Par déclaration du 13 juin 2022, Mme [M] [Aa] épouse [Ab] a relevé appel du jugement.
Aux termes de ses dernières conclusions, notifiées le 16 décembre 2022, Mme [M] [Aa] épouse [Z] demande à la cour de:
- réformer le jugement entrepris
- débouter Mme [R] de l'intégralité de ses demandes.
A défaut
- condamner Mme [R] à lui payer la somme de 8 579.90 euros et à défaut celle de 2 863.30 euros au titre de sa contribution au coût de la réparation du mur mitoyen.
- fixer la part contributive des indivisaires à 5 % concernant [P] [T], [Cadastre 7],5 % concernant [M] [Ab] née [T] et [F], [A], [X] [N]
ensemble celle de 47,5 %.
- dire n'y avoir lieu a application de l'article 700 du code de procédure civile à son encontre,
- condamner Mme [R] aux entiers dépens distraits au profit de Maître Laurent Bertin, avocat sur son affirmation de droit.
Aux termes de ses dernières conclusions, notifiées le 2 février 2023, Mme [P] [T], assistée de son curateur, demande à la cour de:
- réformer le jugement entrepris,
- condamner Mme [R] à rembourser la moitié du montant des travaux de réfection du mur mitoyen,
- débouter Mme [R] de l'intégralité de ses demandes, à titre principal ou à titre subsidiaire, et notamment de ses demandes au titre d'un prétendu trouble de jouissance et au titre de l'article 700 du code de procédure civile, et des dépens,
- statuer ce que de droit sur la demande de Mme [M] [Z] en fixation de la part contributive des indivisaires au titre des travaux,
- condamner Mme [R], ou qui mieux le devra, à lui payer la somme de 2.500 € sur le fondement de l'article 700 du code de procédure civile,
Condamner Mme [R], ou qui mieux le devra, aux entiers dépens de première instance et d'appel.
Aux termes de ses dernières conclusions, notifiées le 29 novembre 2022, Mme [R] demande à la cour de:
- confirmer le jugement,
- débouter Mme [Ab] et Mme [T] de leurs demandes de réformation du jugement du tribunal judiciaire du 3 mars 2022, et de condamnation de Mme [R], fins et conclusions ;
Y ajoutant
- condamner les consorts [T], co-indivisaires, à lui verser la somme de 3.000 €, et ce, en application des dispositions de l'article 700 du code de procédure civile
- condamner les consorts [T], co-indivisaires, aux entiers dépens de première instance en ce compris les frais d'expertise et ceux d'appel.
A titre subsidiaire
si la cour réformait le jugement dont appel sur la demande de condamnation à réaliser
les travaux sur le fondement des dispositions de l'
article 1244 du code civil🏛,
- juger que les consorts [T], co-indivisaires, sont responsables d'un trouble anormal du voisinage en raison des désordres causés par l'effondrement du mur leur appartenant au préjudice de Mme [R].

» Travail à faire:
[1] Pourriez-vous réécrire le passage de l'extrait de l'arrêt d'appel qui débute aux mots « Par déclaration du » et s'arrête après « celle de 47,5 %. », en mettant « réfection » à la place de « réparation » ?
[2] Pourriez-vous rédiger la suite de l'extrait de l'arrêt d'appel, en partant juste après sa dernière phrase ?

» Matériel recueilli:
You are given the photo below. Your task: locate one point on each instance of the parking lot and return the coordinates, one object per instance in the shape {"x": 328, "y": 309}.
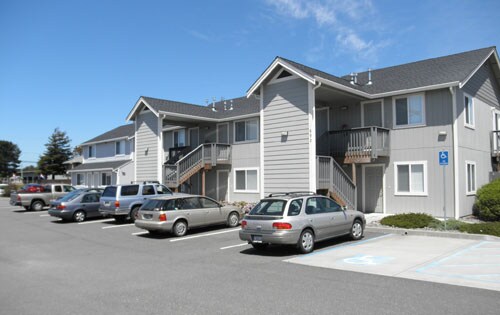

» Corrigé des exercices:
[1]
Par déclaration du 13 juin 2022, Mme [M] [Aa] épouse [Ab] a relevé appel du jugement.
Aux termes de ses dernières conclusions, notifiées le 16 décembre 2022, Mme [M] [Aa] épouse [Z] demande à la cour de:
- réformer le jugement entrepris
- débouter Mme [R] de l'intégralité de ses demandes.
A défaut
- condamner Mme [R] à lui payer la somme de 8 579.90 euros et à défaut celle de 2 863.30 euros au titre de sa contribution au coût de la réfection du mur mitoyen.
- fixer la part contributive des indivisaires à 5 % concernant [P] [T], [Cadastre 7],5 % concernant [M] [Ab] née [T] et [F], [A], [X] [N]
ensemble celle de 47,5 %.

[2]
En conséquence,
- condamner les consorts [T], co-indivisaires, à devoir faire procéder aux travaux de réfection du mur leur appartenant, outre la réfection de la partie basse du mur appartenant à Mme [R] en raison des dégradations consécutives à ce défaut d'entretien,
- condamner les consorts [T], co-indivisaires, à lui verser la somme de 3.000 € et ce, en application des dispositions de l'article 700 du code de procédure civile,
- condamner les consorts [T], co-indivisaires, aux entiers dépens de première instance en ce compris les frais d'expertise et ceux d'appel.
MM [F] et [A] [N], et Mme [Ae] [N] n'ont pas constitué avocat.
La déclaration d'appel et les conclusions leur ont été signifiées respectivement les 9, 7 et 2 septembre 2022.
La clôture de la procédure a été prononcée par ordonnance du 16 mars 2023.
Pour un plus ample exposé des prétentions et moyens des parties, il est renvoyé aux conclusions précitées en application de l'
article 455 du code de procédure civile🏛.
MOTIFS DE LA DECISION
1. Sur la propriété du mur séparatif
Mme [Z] soutient que le mur séparatif entre les propriétés des consorts [Aa] et de M et Mme [Ad] est mitoyen. Elle fait notamment valoir que:
- le statut du mur devant être fixé au regard de l'usage qu'en font les propriétaires des fonds contigus, doit être pris en compte le fait que Mme [R] a ancré sur le mur un appentis lui appartenant.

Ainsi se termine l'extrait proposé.